>> Begin

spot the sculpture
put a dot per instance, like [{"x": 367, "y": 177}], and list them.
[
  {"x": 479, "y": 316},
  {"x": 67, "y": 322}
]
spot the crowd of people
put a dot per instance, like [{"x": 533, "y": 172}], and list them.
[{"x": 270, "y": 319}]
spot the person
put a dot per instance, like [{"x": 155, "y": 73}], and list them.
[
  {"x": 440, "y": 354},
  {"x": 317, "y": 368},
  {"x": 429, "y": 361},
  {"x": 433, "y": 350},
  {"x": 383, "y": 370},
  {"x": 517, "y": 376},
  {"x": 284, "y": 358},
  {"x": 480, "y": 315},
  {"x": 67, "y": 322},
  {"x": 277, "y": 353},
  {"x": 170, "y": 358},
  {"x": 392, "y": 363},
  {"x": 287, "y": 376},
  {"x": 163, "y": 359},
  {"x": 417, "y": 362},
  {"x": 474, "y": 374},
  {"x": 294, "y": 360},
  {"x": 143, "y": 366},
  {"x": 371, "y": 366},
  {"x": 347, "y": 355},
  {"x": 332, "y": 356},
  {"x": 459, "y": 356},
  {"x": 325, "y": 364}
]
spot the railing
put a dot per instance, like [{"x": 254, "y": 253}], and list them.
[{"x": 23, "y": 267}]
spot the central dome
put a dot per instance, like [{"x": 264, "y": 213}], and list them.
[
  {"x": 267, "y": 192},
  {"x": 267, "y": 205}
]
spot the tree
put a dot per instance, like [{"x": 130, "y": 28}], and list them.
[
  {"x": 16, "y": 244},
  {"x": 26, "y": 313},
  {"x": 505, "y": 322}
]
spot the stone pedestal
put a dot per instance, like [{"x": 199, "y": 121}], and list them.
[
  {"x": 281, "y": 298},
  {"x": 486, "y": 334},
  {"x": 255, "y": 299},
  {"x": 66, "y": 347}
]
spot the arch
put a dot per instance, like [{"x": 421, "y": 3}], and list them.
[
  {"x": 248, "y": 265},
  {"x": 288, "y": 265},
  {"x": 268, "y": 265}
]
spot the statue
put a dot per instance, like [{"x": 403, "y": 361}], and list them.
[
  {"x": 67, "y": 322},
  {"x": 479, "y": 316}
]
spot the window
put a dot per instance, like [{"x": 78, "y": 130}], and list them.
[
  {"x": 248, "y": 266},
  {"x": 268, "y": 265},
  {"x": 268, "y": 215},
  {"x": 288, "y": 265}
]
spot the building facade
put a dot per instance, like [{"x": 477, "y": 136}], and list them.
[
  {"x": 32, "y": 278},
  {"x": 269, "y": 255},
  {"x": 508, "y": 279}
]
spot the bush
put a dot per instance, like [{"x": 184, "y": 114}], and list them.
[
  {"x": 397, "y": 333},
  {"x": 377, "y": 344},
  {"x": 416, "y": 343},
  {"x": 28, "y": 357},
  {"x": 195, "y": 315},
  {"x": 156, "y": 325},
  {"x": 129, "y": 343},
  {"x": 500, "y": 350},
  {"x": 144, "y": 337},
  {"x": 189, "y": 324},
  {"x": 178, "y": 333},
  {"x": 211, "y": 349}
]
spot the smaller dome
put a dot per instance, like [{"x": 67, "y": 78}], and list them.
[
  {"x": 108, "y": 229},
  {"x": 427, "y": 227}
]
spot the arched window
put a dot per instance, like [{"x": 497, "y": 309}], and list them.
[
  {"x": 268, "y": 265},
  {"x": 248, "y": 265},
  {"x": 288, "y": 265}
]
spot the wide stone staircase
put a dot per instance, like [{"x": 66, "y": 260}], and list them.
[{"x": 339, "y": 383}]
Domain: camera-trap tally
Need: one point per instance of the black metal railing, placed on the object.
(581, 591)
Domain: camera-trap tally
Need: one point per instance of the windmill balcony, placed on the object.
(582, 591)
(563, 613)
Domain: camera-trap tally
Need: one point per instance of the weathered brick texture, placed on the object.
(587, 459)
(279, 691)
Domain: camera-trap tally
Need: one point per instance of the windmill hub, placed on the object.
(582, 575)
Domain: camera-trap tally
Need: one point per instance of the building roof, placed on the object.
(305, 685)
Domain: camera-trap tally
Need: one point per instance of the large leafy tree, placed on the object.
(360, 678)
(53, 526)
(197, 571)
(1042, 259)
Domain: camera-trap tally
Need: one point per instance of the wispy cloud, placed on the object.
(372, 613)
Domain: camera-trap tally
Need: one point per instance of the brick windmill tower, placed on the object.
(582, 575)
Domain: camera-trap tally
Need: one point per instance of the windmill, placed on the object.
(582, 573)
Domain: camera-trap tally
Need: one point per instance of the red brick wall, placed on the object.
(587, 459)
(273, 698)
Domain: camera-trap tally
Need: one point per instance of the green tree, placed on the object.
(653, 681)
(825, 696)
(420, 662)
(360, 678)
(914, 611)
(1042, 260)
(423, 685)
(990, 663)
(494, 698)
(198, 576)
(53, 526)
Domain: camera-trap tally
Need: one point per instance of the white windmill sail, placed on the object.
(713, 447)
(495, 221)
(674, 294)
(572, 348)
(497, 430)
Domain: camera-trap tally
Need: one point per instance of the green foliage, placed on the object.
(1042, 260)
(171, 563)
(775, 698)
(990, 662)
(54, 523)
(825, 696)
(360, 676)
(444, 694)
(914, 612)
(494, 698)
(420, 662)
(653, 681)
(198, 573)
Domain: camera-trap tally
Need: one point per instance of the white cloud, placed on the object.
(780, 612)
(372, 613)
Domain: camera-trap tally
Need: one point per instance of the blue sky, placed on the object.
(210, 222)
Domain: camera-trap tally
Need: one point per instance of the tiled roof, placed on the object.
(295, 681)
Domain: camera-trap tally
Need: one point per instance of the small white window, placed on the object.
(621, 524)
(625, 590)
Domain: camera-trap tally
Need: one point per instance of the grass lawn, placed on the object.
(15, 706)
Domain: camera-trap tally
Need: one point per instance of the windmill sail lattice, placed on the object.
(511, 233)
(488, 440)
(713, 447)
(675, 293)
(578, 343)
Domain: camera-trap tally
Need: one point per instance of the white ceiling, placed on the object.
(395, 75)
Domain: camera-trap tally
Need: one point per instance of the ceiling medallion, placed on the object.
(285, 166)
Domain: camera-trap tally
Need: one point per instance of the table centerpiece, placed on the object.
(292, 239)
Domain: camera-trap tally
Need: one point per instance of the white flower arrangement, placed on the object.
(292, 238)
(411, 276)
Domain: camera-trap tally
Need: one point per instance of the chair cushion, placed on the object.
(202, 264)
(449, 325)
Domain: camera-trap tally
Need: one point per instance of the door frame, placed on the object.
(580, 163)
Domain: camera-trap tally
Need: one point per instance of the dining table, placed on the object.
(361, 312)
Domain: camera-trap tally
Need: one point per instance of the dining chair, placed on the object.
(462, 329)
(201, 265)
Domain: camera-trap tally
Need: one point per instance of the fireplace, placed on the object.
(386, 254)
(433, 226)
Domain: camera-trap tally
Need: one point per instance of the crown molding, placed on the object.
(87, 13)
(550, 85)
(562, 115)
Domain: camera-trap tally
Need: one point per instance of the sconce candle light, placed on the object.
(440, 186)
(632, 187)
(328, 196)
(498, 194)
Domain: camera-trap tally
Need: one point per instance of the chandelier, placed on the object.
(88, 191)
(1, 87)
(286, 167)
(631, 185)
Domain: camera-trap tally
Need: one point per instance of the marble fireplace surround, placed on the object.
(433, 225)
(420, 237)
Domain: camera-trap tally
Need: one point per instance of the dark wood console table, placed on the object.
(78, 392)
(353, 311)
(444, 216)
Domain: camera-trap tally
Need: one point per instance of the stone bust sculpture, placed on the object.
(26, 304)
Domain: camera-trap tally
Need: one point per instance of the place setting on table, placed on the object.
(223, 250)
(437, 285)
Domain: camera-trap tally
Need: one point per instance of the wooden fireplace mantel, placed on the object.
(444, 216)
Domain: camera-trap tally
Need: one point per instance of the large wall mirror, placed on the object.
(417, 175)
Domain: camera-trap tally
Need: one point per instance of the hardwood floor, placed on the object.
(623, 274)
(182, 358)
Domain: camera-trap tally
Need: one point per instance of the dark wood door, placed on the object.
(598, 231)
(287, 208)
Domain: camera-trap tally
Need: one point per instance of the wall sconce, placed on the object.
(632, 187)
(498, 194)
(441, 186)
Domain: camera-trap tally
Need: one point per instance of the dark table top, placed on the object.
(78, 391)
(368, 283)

>> End

Pull out every line of the data that contains the word "brick".

EXERCISE SOLUTION →
Need: one point per instance of the weathered brick texture, placed on the object.
Need: one point per instance of the brick windmill tower, placed on the object.
Need: one point per instance of the red brick wall, placed on the object.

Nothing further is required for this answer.